Edit the film reviews from "What draws us" through "it in play." by swapping "takeaway" for "lesson", and give back that stretch of text.

▸ READING TEXT:

/---

The value of Berg’s film is a modern understanding of a story that has tended to invest in tragic romance. This gritty telling suggests standard corporate bullying and mental health conditions derailed the gifted young man’s confidence. Manic animations, messy collage and multiple exposures escalate as the falling angel loses his grip, just as any mother’s son might.
What draws us closer is not the trilling media grabs, overreaching headlines and eulogising contemporaries but the lost boy’s phone messages, letters and scribbles on a paper tablecloth. It’s devastating to realise these things were kept by a chosen few who seem to have cherished everything, as if some part of them sensed how little there would be.
The takeaway is less about exceptional talent than ordinary tragedy. Armed with the visual and psychological language of a new era, it’s a pop-doc that doesn’t close the story so much as keep it in play.
Select cinemas from April 30.
Live It Up: The Mental As Anything Story
Ten years since Brett Morgen brought Kurt Cobain’s journals to life in Montage of Heck, inventive animation is almost de rigueur to the pop documentary. In this big-hearted Mental As Anything film by Matthew Walker (I’m Wanita), the paint and pencils are not about joining hidden dots and revealing internal spaces but celebrating an upfront distinction: these guys were artists. They saw the same dull suburban crap as the rest us, then made it sing.
“Before the internet, there was artwork on a telegraph pole. We could do that,” says future Mambo guy Reg Mombassa (aka Chris O’Doherty) over a collage of street posters and painted photographs gloriously energised by colour and motion. Even their record label was called Regular. But what was bog normal in the Aussie backyard of the 1980s looks like an absolute riot framed like this.
The biography is concise but arresting: Mombassa talks about global anxiety, Martin Plaza about his aversion to the spotlight. The late Greedy Smith’s “sad clown” persona is unsentimentally revealed. Cartoonish screen text highlights just how brilliant their lyrics were, but the O’Doherty brothers’ chuckling conviction that “pop stardom is ridiculous” makes any hint of mythologising mercifully redundant.
While most pop docs obsess over legacy, this one is more about shared cultural atmosphere: lackadaisical pop band as mirror to a national mood that seems now like another country. You can send it to America on a massive stadium tour with Men At Work but then, well, you can pull the other one. What’s real is coming home to flip snags at the kid’s birthday do.
The surviving Mentals narrate loss without melodrama; the archive is affectionate rather than corrective and every lawnmower and telegraph pole delights the eye. “Beauty out of banality,” as Neil Finn observes admiringly. Straight to the poolroom with this one.

\---

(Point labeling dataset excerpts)
/---

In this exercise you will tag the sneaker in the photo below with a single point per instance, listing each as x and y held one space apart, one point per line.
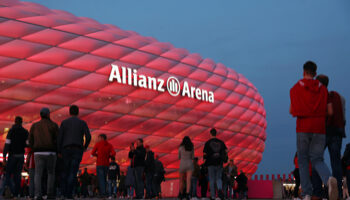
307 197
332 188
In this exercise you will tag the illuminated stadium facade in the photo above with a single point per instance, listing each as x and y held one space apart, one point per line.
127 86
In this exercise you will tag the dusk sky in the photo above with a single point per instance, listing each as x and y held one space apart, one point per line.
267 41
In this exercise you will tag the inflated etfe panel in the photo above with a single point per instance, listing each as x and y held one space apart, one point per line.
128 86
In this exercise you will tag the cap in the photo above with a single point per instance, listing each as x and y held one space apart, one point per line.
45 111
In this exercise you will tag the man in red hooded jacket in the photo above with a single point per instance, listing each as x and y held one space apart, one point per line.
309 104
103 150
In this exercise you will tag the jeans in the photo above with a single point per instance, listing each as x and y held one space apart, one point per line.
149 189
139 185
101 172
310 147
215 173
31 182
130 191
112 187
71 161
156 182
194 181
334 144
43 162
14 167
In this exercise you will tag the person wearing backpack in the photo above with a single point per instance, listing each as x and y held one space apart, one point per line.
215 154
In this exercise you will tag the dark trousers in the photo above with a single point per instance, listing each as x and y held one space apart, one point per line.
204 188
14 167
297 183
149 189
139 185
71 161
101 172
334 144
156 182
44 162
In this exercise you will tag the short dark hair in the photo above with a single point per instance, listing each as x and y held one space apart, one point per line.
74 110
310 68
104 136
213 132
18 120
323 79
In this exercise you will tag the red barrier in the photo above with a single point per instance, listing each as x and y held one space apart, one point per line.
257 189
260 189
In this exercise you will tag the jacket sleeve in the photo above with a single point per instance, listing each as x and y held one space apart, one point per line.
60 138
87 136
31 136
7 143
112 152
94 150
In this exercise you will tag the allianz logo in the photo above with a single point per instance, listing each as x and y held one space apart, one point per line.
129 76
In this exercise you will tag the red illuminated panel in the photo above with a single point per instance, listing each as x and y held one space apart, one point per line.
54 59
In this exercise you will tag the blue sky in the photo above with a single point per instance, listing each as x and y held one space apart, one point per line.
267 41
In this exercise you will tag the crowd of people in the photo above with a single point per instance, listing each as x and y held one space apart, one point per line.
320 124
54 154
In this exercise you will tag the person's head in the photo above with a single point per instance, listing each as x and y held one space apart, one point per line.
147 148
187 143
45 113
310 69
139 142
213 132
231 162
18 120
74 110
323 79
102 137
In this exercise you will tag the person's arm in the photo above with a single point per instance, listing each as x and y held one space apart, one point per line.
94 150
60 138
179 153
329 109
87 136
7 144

\---
/---

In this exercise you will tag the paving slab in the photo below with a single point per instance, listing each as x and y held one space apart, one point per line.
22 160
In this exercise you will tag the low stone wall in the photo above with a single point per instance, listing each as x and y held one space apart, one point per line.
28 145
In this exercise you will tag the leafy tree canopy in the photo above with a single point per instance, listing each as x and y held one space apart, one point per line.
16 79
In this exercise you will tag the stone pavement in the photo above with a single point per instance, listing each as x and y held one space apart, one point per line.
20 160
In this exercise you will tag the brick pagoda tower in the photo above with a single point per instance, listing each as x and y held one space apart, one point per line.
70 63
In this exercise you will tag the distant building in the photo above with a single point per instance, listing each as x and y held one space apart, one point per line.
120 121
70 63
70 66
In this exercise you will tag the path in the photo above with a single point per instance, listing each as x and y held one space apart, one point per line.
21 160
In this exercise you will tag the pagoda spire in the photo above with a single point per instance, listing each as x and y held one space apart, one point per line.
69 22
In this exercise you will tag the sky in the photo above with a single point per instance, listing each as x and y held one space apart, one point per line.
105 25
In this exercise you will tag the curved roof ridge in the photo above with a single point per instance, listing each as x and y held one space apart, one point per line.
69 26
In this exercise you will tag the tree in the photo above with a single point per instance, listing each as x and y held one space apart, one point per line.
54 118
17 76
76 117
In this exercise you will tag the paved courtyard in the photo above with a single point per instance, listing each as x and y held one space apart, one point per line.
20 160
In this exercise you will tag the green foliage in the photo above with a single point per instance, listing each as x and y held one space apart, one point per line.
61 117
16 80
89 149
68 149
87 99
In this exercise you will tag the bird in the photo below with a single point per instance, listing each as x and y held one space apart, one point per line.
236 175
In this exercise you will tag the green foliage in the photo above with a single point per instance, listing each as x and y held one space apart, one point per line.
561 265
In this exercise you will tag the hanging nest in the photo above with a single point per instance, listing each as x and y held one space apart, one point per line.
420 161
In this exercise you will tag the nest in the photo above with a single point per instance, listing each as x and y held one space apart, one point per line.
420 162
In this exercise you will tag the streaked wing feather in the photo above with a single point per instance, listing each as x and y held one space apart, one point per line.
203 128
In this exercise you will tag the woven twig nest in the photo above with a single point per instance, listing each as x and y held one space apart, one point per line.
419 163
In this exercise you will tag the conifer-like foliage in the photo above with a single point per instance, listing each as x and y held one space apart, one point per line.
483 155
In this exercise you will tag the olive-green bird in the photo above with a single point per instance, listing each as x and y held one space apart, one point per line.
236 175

\---

▸ RESULT:
What draws us closer is not the trilling media grabs, overreaching headlines and eulogising contemporaries but the lost boy’s phone messages, letters and scribbles on a paper tablecloth. It’s devastating to realise these things were kept by a chosen few who seem to have cherished everything, as if some part of them sensed how little there would be.
The lesson is less about exceptional talent than ordinary tragedy. Armed with the visual and psychological language of a new era, it’s a pop-doc that doesn’t close the story so much as keep it in play.